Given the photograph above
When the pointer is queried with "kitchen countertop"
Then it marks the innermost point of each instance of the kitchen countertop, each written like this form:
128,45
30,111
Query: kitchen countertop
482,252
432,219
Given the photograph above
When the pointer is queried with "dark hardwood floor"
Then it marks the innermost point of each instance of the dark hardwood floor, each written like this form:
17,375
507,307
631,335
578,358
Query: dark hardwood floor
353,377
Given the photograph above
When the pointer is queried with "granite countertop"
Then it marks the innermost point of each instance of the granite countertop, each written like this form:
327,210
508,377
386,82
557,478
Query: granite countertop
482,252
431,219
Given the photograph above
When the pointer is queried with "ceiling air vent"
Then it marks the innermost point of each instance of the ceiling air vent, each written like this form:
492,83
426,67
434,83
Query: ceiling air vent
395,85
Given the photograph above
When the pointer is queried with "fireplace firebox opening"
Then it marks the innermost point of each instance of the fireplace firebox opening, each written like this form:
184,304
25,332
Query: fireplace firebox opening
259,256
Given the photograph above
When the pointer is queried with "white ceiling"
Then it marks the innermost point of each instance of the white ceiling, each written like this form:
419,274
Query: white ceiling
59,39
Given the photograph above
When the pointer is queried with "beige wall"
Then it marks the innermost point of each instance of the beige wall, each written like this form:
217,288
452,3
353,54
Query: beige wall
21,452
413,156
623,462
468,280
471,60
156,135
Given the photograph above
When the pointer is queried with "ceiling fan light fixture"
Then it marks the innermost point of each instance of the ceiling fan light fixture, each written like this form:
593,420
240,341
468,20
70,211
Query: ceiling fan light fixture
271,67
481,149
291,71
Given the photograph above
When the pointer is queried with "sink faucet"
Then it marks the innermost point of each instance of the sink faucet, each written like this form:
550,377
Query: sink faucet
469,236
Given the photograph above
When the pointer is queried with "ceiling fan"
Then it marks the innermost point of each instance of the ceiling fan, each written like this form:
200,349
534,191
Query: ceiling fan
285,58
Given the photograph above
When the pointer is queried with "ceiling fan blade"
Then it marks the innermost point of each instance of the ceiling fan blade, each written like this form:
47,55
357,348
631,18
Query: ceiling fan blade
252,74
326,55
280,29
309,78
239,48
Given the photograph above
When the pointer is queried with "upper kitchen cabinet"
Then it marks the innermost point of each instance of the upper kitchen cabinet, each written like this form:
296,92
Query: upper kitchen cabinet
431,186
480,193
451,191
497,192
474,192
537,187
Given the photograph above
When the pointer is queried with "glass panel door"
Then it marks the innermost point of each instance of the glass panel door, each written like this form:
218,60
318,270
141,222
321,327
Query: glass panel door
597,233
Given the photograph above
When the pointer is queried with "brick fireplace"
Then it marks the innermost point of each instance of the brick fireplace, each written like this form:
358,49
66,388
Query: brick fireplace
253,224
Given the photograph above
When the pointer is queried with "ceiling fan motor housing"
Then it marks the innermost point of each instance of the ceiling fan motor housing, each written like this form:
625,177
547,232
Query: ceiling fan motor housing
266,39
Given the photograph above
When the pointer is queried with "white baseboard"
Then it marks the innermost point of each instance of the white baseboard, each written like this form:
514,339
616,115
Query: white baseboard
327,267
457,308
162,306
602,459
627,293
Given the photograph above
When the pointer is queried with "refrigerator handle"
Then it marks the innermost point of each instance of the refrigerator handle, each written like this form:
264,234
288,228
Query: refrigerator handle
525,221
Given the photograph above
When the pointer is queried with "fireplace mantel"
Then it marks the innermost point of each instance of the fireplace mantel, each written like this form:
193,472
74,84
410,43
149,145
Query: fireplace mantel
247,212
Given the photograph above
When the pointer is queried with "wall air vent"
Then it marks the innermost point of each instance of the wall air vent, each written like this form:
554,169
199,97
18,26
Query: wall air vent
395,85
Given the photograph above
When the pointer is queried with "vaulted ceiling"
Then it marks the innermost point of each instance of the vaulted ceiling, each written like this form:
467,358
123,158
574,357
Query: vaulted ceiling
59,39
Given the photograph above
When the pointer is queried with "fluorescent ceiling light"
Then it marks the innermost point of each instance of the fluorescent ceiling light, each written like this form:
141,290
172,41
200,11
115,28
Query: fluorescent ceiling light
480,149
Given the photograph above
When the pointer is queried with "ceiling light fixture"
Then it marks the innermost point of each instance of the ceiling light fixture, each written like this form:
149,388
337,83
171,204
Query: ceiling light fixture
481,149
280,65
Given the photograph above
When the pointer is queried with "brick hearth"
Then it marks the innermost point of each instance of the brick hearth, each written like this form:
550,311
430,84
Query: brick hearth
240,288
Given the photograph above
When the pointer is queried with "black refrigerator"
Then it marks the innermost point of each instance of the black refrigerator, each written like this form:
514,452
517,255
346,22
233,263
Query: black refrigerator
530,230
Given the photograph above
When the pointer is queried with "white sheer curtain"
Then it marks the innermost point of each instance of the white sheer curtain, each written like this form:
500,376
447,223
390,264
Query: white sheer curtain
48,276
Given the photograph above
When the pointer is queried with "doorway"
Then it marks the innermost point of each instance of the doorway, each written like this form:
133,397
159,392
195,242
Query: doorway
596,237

= = = = =

=== WHAT IS REQUIRED ===
Transcribe each entry exactly.

=== WORKED SOLUTION ===
Given the photograph above
When the pointer is queried with "kitchen countertop"
Then it marks the innermost point of each instance of the kitchen countertop, each written like this form:
128,45
30,111
Query: kitchen countertop
482,252
432,219
Given the photograph above
When the pointer is queried with "dark hardwood floor"
Then it marks the innermost point of each instance of the dark hardwood floor, each written like this form:
17,375
507,307
631,335
578,358
Query: dark hardwood floor
353,377
Given the photograph above
When the pointer is queried with "granite countertop"
Then it marks the innermost point of each instance of the granite countertop, each written like this form:
327,210
508,377
386,82
557,478
Query: granite countertop
482,252
431,219
Given the photograph above
When the pointer is queried with "ceiling air vent"
Then it marks the innermost point of each instance of the ceiling air vent, each written like this form:
492,83
426,67
434,83
Query: ceiling air vent
395,85
Given the photograph above
When the pointer is queried with "fireplace firebox opening"
Then it marks the innermost point of each instance of the fireplace firebox opening, each written like this form:
184,304
25,332
Query: fireplace firebox opening
259,256
Given the photograph above
When the pointer is queried with "white ceiling"
Then it marks the innermost point of each instance of the white ceiling, each written like this form:
419,274
Query: white ceiling
59,39
Given the photograph above
When the pointer is queried with "beige wall"
Then it marks the innermost point of each instance of the beige wall, each written like this form:
217,288
452,3
353,54
Query: beige wall
21,452
413,156
623,462
468,280
471,60
156,135
Given the photograph above
When the pointer is queried with "ceiling fan light fixture"
Then it marks the innermost point of each instance of the ceiling fan light fixture, each written like this form:
593,420
240,341
468,20
70,211
Query: ceiling fan light fixture
271,67
481,149
291,71
Given the photograph above
When the pointer is queried with "sink faucet"
Then it marks the innermost point of each instance of the sink faucet, each written like this form:
550,377
Query: sink faucet
469,236
Given the photograph above
When the pointer is queried with "ceiling fan"
Then it marks the innermost point of each instance of the ceiling fan, each written like this form:
200,349
534,191
Query: ceiling fan
285,58
Given the photograph above
When the pointer is queried with "ceiling fan blade"
Then it marks the innermost point of each instance of the ceiling fan blade, each written like this form:
47,55
357,348
631,18
Query: ceiling fan blade
252,74
326,55
280,29
309,78
239,48
Given the photograph above
When the pointer is queried with "upper kitchen cabinet"
Then it marks the innermost point of each instance of the upper kitchen cabinet, each written like this form:
296,92
Query: upper kitchen cabinet
431,186
480,193
451,191
497,192
474,192
537,187
Given the photograph above
When the pointer is queried with "glass panel door"
Then it marks the innermost point of each instance of the glass panel door, each written like this form:
218,60
318,270
141,222
321,327
Query: glass panel door
597,233
Given the photograph above
When the pointer is queried with "brick fireplace"
Then it marks the innermost point of each instance of the brick fireplace, each written like this form:
358,49
66,388
Query: brick fireplace
253,224
Given the photograph above
When the pointer is queried with "ceiling fan motor housing"
Then it marks the innermost point of each instance of the ceiling fan motor housing, each written like this form:
625,177
547,232
Query: ceiling fan motor housing
266,39
Given the photograph above
When the pointer is queried with "white baseboard"
Then it marks the innermost point of each instance of the white baseboard, each written like this form:
514,339
616,115
Query: white baseboard
327,267
457,308
162,306
602,459
627,293
Given the photograph above
When the pointer is queried with "refrigerator handle"
Then it marks the innermost point of each instance of the refrigerator handle, each written like this form:
264,234
288,228
Query: refrigerator handle
525,221
Given the photograph above
When the pointer is queried with "fireplace mantel"
Then it marks the innermost point of each instance of the fireplace mantel, each written like this form:
193,472
74,84
410,43
149,145
Query: fireplace mantel
247,212
Given the photograph above
When the pointer is queried with "wall air vent"
Then it marks the innermost point of each instance of the wall air vent, each written like this form:
554,169
199,97
18,26
Query: wall air vent
395,85
Given the photograph above
When the pointer is queried with "vaulted ceiling"
Then it marks the innermost point of each instance of the vaulted ceiling, each written like this form:
467,358
123,158
574,357
Query: vaulted ceiling
59,39
Given the photograph above
When the pointer is queried with "fluorescent ceiling light"
Then it marks the innermost point of each instance of the fluorescent ceiling light, each written like this form:
141,290
172,41
200,11
115,28
Query: fluorescent ceiling light
480,149
Given the photograph above
When the pointer is queried with "ceiling light fixture"
Then it marks the innermost point of each instance of the ceiling light fixture, each written like this form:
149,388
337,83
171,204
Query: ceiling light fixture
481,149
280,65
Given the photograph above
When the pointer is queried with "brick hearth"
Then it marks the innermost point of each instance of the brick hearth, each written like this form:
550,311
430,84
Query: brick hearth
240,288
Given the photograph above
When the pointer is queried with "black refrigerator"
Then it marks the innermost point of each instance of the black refrigerator, each written like this form:
514,452
517,255
346,22
233,263
Query: black refrigerator
530,230
Given the photograph above
When the pointer is queried with "white sheer curtain"
Then it marks the innermost point of each instance of the white sheer curtain, each written like this form:
500,376
447,223
390,264
Query: white sheer curtain
48,276
Given the photograph above
When the pointer is queried with "doorway"
Then it marks the innermost point of each instance of the doorway, each written like this form:
133,397
159,392
195,242
Query: doorway
596,237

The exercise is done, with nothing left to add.